═══ Passage to read ═══

- Location: North Branciforte Avenue, Santa Cruz, California, U.S.
- Date: February 26, 2013 Approx. 3:30 p.m.-4:00 p.m. (PST)
- Attack type: Shooting, shootout
- Weapons: .45-caliber handgun, officer's service weapon
- Deaths: 3 (including the perpetrator)
- Injured: 1
- Perpetrator: Jeremy Peter Goulet

= 2013 shooting of Santa Cruz police officers =

Shooting of police officers in Santa Cruz, California

On February 26, 2013, Santa Cruz Police Department officers Sergeant Loran Baker and Detective Elizabeth Butler were shot and killed during an investigation. After a short interaction regarding an allegation and a negotiation to be placed under arrest, Jeremy Goulet shot both officers who were standing in front of his house, and then stole an officer's service pistol and their unmarked car. Goulet fled in the police vehicle, but later ditched it when a heavy presence of officers arrived on scene. Goulet made an attempt to flee on foot, but was killed in a shootout with four other officers.

═══ Provided information ═══

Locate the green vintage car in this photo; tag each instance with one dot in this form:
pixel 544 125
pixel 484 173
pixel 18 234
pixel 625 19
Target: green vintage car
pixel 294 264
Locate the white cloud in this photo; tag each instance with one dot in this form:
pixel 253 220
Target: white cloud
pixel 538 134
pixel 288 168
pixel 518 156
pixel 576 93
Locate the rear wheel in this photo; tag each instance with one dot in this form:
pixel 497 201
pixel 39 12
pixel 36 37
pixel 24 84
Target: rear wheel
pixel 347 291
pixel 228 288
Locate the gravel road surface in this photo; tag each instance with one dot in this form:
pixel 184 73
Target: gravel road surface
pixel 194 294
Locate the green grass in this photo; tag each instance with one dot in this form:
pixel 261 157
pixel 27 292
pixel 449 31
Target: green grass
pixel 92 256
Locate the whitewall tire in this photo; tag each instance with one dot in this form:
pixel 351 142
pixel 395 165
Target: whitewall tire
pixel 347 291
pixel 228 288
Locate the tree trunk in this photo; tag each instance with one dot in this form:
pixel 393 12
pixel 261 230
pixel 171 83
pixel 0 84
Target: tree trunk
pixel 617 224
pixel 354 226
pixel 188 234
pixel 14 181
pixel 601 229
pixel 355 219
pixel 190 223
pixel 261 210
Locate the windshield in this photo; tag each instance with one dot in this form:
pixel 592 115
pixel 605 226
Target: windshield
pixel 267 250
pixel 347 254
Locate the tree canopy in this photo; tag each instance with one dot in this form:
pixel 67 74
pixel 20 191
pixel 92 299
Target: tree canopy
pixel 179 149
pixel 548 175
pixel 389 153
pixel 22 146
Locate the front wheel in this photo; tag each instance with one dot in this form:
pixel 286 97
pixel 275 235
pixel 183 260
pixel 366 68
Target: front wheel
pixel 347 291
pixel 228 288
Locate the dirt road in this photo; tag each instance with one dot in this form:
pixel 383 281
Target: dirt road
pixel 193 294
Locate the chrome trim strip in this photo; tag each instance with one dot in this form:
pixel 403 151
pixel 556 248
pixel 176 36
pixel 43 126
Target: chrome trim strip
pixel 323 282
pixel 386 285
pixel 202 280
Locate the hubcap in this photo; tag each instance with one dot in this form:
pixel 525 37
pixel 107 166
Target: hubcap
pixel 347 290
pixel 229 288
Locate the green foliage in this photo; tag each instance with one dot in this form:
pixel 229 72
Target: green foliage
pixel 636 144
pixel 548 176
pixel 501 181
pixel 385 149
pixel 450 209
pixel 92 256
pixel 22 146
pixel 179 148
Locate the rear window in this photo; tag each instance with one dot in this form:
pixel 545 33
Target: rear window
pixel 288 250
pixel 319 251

═══

Task 1:
Answer these questions using the account of the 2013 Santa Cruz police shooting, one answer per line and marked to match:
(a) Which two officers were shot and killed?
(b) What weapons are listed?
(c) With how many other officers did Goulet have the shootout in which he was killed?
Task 2:
Name every person mentioned by name in the account of the 2013 Santa Cruz police shooting.
Task 3:
Write the next part of the account of the 2013 Santa Cruz police shooting, starting after its last sentence.

Output 1:
(a) Sergeant Loran Baker and Detective Elizabeth Butler
(b) A .45-caliber handgun and an officer's service weapon
(c) Four

Output 2:
Jeremy Peter Goulet, Loran Baker, Elizabeth Butler

Output 3:
The officers were the first officers to be killed in the line of duty in the history of the Santa Cruz Police Department.

==Shooting==
At about 3:30 p.m. PST, Sgt. Loran Baker and Detective Elizabeth Butler, who were in plain clothes, went to Jeremy Goulet's North Branciforte Avenue residence to question him regarding an accusation that he broke into a co-worker's home and made sexual advances towards her. Goulet opened his front door, talking to officers without exiting the home, and officers then advised Goulet that he would be placed under arrest. Goulet quickly walked away and went through another entrance of the house, from where he fired five rounds from a .45-caliber handgun, wounding the officers who were still standing at the doorstep. He then walked up to Baker and fired two more rounds into him, took his weapon, and fired two rounds into Butler. Goulet texted his twin brother, "I'm in big trouble, I love you."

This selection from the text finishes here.